*Data for this exercise*:
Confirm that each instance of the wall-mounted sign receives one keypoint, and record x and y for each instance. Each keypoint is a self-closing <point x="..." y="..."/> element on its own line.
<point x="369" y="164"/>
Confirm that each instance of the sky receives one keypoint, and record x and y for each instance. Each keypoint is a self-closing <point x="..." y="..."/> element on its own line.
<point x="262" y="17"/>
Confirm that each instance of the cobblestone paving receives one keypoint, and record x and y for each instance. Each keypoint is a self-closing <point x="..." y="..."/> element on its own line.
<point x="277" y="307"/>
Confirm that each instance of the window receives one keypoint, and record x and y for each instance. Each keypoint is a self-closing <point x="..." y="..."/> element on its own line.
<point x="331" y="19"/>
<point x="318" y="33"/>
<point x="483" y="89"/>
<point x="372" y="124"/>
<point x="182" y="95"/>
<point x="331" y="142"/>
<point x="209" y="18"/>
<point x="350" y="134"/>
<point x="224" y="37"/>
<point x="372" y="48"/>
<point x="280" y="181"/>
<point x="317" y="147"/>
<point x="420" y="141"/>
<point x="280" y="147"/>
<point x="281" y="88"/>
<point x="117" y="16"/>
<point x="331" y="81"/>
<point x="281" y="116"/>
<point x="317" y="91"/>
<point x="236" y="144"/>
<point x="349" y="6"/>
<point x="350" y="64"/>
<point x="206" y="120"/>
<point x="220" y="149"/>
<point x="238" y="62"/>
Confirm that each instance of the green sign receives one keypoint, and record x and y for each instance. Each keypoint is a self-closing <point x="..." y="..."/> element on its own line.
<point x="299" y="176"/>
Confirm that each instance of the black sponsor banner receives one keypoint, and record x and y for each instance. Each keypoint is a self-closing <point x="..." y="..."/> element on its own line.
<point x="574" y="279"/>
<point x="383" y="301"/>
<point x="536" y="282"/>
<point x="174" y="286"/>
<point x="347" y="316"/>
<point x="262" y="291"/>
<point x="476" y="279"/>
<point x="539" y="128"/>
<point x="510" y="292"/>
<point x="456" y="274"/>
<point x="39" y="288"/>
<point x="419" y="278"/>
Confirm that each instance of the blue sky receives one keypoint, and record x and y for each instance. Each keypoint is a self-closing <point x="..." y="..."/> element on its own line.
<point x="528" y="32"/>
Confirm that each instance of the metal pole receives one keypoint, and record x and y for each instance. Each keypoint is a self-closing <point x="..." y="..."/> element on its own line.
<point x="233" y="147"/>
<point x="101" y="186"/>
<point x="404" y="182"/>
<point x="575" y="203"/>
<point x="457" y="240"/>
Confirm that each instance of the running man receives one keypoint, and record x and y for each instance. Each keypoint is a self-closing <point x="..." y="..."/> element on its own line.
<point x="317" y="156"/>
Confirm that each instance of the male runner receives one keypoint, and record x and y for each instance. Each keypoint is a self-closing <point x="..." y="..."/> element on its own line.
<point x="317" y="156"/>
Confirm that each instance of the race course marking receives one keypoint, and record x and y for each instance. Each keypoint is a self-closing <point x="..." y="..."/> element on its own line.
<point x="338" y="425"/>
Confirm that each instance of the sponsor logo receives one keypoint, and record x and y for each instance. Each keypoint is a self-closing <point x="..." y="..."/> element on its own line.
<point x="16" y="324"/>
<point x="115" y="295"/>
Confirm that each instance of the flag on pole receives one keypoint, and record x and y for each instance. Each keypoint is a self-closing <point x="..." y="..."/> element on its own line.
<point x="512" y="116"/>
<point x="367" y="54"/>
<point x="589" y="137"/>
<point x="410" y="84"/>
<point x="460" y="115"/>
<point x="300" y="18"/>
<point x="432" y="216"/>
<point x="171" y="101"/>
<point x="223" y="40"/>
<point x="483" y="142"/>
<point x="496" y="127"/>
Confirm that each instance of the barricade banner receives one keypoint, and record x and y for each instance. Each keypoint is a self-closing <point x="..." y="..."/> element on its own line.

*What you are asked to do*: Output the full listing above once again, verbatim.

*Exercise result*:
Confirm that each instance of the wall-mounted sign receives one keypoint, and record x and y for each instance. Each keypoint is a self-closing <point x="..." y="..."/> element on its own line.
<point x="369" y="164"/>
Confirm that each instance of the sky receives one keypoint, and record x and y for each instance. Each keypoint is a self-closing <point x="..." y="..."/> element on its own line.
<point x="262" y="17"/>
Confirm that each instance of the cobblestone paving receives one keypoint, and record x and y for each instance. Each keypoint is a self-closing <point x="..." y="..."/> element on its own line.
<point x="277" y="307"/>
Confirm that each instance of the window receives one keypoint, and record x and y for each instance. Each keypoint is a self-closing <point x="..." y="..."/> element on its own line.
<point x="331" y="19"/>
<point x="318" y="33"/>
<point x="483" y="89"/>
<point x="372" y="124"/>
<point x="182" y="95"/>
<point x="331" y="142"/>
<point x="209" y="18"/>
<point x="350" y="134"/>
<point x="224" y="37"/>
<point x="372" y="48"/>
<point x="280" y="181"/>
<point x="317" y="147"/>
<point x="420" y="141"/>
<point x="280" y="147"/>
<point x="281" y="88"/>
<point x="117" y="16"/>
<point x="331" y="81"/>
<point x="281" y="116"/>
<point x="317" y="91"/>
<point x="236" y="144"/>
<point x="349" y="6"/>
<point x="350" y="64"/>
<point x="206" y="120"/>
<point x="220" y="149"/>
<point x="238" y="62"/>
Confirm that each instance of the green sign receives one keypoint, and record x and y for each instance. Each keypoint is a self-closing <point x="..." y="..."/> element on its own line.
<point x="299" y="176"/>
Confirm that each instance of the black sponsor banner receives one keypoint, and record x and y for each instance. Each keypoint is a self-closing <point x="..." y="..."/> element on its own line.
<point x="574" y="279"/>
<point x="383" y="301"/>
<point x="536" y="282"/>
<point x="174" y="286"/>
<point x="347" y="316"/>
<point x="262" y="291"/>
<point x="476" y="279"/>
<point x="539" y="128"/>
<point x="510" y="292"/>
<point x="456" y="274"/>
<point x="39" y="288"/>
<point x="419" y="278"/>
Confirm that each instance of the blue sky receives one keypoint, and record x and y for each instance. Each keypoint is a self-closing <point x="..." y="..."/> element on its own line.
<point x="528" y="32"/>
Confirm that each instance of the metal pole receives one keypoint, and record x and y for each instance. Each keypoint is a self-closing <point x="..." y="..."/> element on its own line.
<point x="233" y="147"/>
<point x="101" y="186"/>
<point x="404" y="182"/>
<point x="575" y="203"/>
<point x="457" y="240"/>
Confirm that each instance of the running man receives one keypoint, and record x and y for each instance. Each keypoint is a self-closing <point x="..." y="..."/> element on its own line.
<point x="317" y="156"/>
Confirm that each instance of the male runner receives one keypoint, and record x and y for each instance. Each keypoint is a self-closing <point x="..." y="..."/> element on its own line.
<point x="317" y="156"/>
Confirm that each instance of the race course marking receives one keypoint, and record x and y for each instance. Each keypoint is a self-closing <point x="..." y="..."/> element on its own line.
<point x="338" y="425"/>
Confirm that each instance of the sponsor logo receives one keypoint, and record x and y for each instance. Each keypoint is a self-closing <point x="..." y="..."/> element on its own line.
<point x="16" y="324"/>
<point x="115" y="295"/>
Confirm that each instance of the flag on pole receives one keypoint, and record x and y for each instance. Each keypoint is a self-closing <point x="..." y="..."/> element on its own line.
<point x="512" y="116"/>
<point x="367" y="54"/>
<point x="589" y="137"/>
<point x="410" y="84"/>
<point x="460" y="115"/>
<point x="300" y="18"/>
<point x="432" y="216"/>
<point x="171" y="101"/>
<point x="223" y="40"/>
<point x="483" y="142"/>
<point x="496" y="127"/>
Confirm that each instance of the barricade banner receives one keypoint, and record x and y for each instance. Each keypoint is a self-closing <point x="..." y="..."/> element on its own line.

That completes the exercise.